### WHAT TO DO
Copy all lines below exactly as written. Leave pictures out.

───── DATA FOR THE TASK

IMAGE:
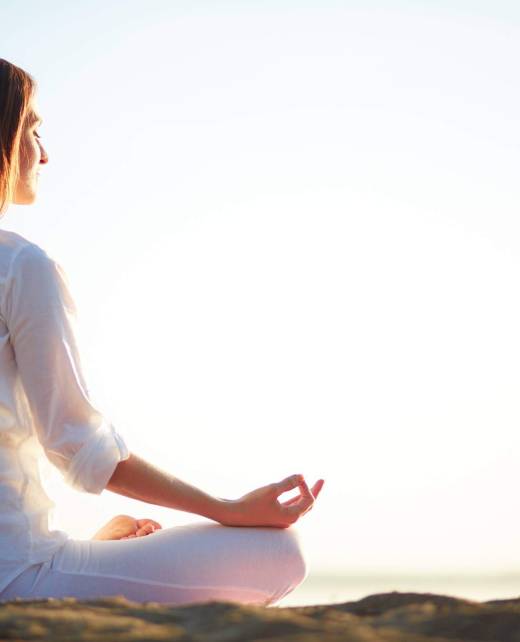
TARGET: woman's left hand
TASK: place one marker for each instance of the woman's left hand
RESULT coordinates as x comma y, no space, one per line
126,527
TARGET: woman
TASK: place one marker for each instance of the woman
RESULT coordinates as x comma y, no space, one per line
45,405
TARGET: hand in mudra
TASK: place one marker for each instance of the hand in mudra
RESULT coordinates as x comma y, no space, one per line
262,508
126,527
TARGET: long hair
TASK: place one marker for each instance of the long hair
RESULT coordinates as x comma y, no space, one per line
16,90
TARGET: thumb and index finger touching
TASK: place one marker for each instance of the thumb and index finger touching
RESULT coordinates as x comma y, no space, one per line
307,496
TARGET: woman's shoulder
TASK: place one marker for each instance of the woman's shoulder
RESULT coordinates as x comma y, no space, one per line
13,244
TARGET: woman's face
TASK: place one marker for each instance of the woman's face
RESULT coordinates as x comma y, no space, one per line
32,156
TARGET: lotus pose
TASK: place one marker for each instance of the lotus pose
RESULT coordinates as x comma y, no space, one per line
247,550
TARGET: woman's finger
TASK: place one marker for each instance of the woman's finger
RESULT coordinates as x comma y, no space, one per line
143,522
288,483
315,490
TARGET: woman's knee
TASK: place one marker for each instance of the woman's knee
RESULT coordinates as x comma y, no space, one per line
295,557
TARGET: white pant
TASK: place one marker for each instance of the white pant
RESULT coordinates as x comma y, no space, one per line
178,565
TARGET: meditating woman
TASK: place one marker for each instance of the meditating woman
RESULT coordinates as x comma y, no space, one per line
246,552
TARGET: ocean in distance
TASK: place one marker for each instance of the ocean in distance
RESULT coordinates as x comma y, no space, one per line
331,589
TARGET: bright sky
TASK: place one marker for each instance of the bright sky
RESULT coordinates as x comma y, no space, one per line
293,235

──────────

### RESULT OF THIS EXERCISE
IMAGE:
TARGET: woman's left hand
TASK: place one marker for each instance of the woman's left hand
RESULT coordinates as x comma y, no space, one per line
126,527
TARGET: woman
TASK: place one marker for each instance of the woman
RESULT coordinates as x comma y, no space, one per line
45,405
TARGET: hand in mudra
TASK: place one marker for each instance of the hand in mudra
RESULT coordinates as x comma y, no space, one per line
262,508
126,527
TARGET: long hair
TASK: place one marker for each instance of the long hair
RESULT coordinates as x comma y, no space, one per line
16,90
TARGET: thumb and index finger touching
TASK: place one marker for each instance of the thumb and index finger touching
RESULT coordinates as x comma y, no space, one per line
307,496
TARGET: woman's shoulder
TASK: place one marker for each instance of the woman's shoulder
RESULT coordinates as x comma y, no space, one per line
13,244
TARGET: woman's face
TASK: place one marker for each instance of the woman's face
RESULT coordinates as x comma y, no space, one per line
32,156
TARGET: lotus pose
TASK: place one marker for each instance of the lotus pose
RESULT coordinates as x comma y, no space, one per line
247,550
TARGET: woman's finger
TASK: place one marker for each instance of the woman's finger
RESULT coordinates as x comma y, no space, one per line
143,522
288,483
315,490
TARGET: woman's knee
TASK: place one marker for each instance of the woman's knee
RESULT coordinates as x comma y, no space, one per line
295,557
TARGET: white pant
TASK: place one marker for each instance of the white pant
RESULT coordinates as x comma y, no space, one per line
178,565
TARGET: meditating woman
TASK: place one marker for each instance of the meditating woman
RESULT coordinates as x comma y, no space, one per line
246,552
TARGET: ocean in distance
TASK: place one marker for each instance of the ocean in distance
RESULT coordinates as x comma y, no space, one per line
331,589
TARGET: bright sky
TASK: place one marker for each instance of the bright sky
RESULT coordinates as x comma y, no space, one per line
293,235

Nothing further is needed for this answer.